Interview #10 – Bruno Mathis

Chaque semaine, Assas Legal Innovation part à la rencontre de professionnels afin d’échanger sur le thème de l’innovation en droit. 

Pour cette nouvelle édition, Liz Khoury a rencontré Bruno Mathis, consultant et chercheur indépendant, et administrateur de Open Law, un espace de travail et d’expérimentation pour les acteurs du droit.

I) Open law et open data

• Pouvez-vous vous présenter et expliquer l’activité de l’association « Open law, le droit ouvert » à laquelle vous contribuez ?

Je suis un consultant et chercheur indépendant, avec un passé dans le conseil en management et l’édition de progiciel. J’ai d’abord acquis une culture technique avant de développer des compétences en matière de compliance pour des clients essentiellement dans la banque et la finance.

Je suis venu à Open Law par le truchement de l’analyse sémantique, un de mes sujets de recherche, ayant constaté que les professions du droit sont les premières intéressées par les outils d’analyse du texte.

• _Exercice rédigé 1_
Reproduisez le passage de l'entretien situé entre « Chaque semaine, Assas » et « et la finance. », bornes incluses.
• _Exercice rédigé 2_
Relevez chaque ligne des entrées où figure la chaîne « gray ».

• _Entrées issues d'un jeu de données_
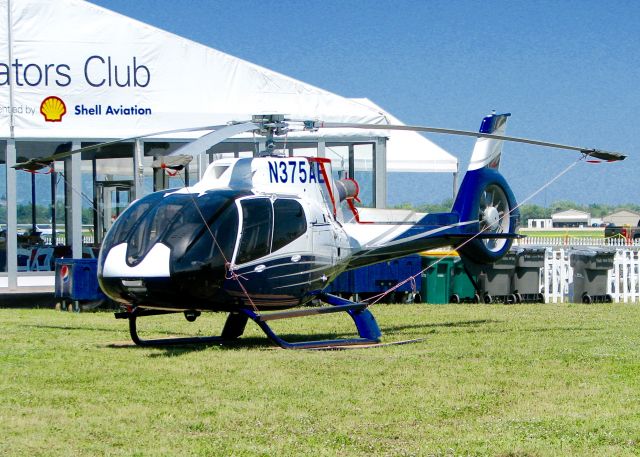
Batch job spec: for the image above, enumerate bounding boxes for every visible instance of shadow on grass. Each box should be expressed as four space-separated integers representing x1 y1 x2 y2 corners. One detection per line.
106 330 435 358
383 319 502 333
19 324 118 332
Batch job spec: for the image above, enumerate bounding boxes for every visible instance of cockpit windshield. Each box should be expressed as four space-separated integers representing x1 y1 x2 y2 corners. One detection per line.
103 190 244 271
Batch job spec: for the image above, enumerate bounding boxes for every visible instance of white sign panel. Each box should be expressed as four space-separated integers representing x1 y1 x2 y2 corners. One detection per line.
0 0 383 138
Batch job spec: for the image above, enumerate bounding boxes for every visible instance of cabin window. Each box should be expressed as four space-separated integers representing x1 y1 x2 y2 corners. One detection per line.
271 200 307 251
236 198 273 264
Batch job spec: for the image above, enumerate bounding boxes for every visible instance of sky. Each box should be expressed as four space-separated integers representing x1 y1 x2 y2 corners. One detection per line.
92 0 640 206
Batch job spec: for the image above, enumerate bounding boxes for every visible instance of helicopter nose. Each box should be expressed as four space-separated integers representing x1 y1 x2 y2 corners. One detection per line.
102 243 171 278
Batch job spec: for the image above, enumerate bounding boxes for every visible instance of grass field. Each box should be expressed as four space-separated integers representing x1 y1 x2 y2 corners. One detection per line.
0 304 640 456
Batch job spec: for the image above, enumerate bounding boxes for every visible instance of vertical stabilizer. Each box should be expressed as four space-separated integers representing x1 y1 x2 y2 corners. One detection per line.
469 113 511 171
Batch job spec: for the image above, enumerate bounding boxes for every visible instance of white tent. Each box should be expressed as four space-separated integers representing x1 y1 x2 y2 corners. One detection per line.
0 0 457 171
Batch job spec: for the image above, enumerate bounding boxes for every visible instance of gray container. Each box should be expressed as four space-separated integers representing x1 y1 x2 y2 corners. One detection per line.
--
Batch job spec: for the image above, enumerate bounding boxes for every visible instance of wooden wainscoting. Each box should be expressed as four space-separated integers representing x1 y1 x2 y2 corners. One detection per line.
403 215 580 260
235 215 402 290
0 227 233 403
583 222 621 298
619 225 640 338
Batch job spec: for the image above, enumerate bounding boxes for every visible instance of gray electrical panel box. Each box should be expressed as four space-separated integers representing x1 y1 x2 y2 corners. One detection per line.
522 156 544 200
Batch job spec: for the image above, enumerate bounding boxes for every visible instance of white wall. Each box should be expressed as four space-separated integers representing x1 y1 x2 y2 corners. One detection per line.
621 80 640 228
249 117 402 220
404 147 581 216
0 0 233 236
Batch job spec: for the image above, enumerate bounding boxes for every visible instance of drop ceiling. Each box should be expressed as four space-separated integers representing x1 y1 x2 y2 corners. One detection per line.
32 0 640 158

• _Sortie intégrale 1_
Chaque semaine, Assas Legal Innovation part à la rencontre de professionnels afin d’échanger sur le thème de l’innovation en droit. 

Pour cette nouvelle édition, Liz Khoury a rencontré Bruno Mathis, consultant et chercheur indépendant, et administrateur de Open Law, un espace de travail et d’expérimentation pour les acteurs du droit.

I) Open law et open data

• Pouvez-vous vous présenter et expliquer l’activité de l’association « Open law, le droit ouvert » à laquelle vous contribuez ?

Je suis un consultant et chercheur indépendant, avec un passé dans le conseil en management et l’édition de progiciel. J’ai d’abord acquis une culture technique avant de développer des compétences en matière de compliance pour des clients essentiellement dans la banque et la finance.

• _Sortie intégrale 2_
Batch job spec: for the image above, enumerate bounding boxes for every visible instance of gray container. Each box should be expressed as four space-separated integers representing x1 y1 x2 y2 corners. One detection per line.
Batch job spec: for the image above, enumerate bounding boxes for every visible instance of gray electrical panel box. Each box should be expressed as four space-separated integers representing x1 y1 x2 y2 corners. One detection per line.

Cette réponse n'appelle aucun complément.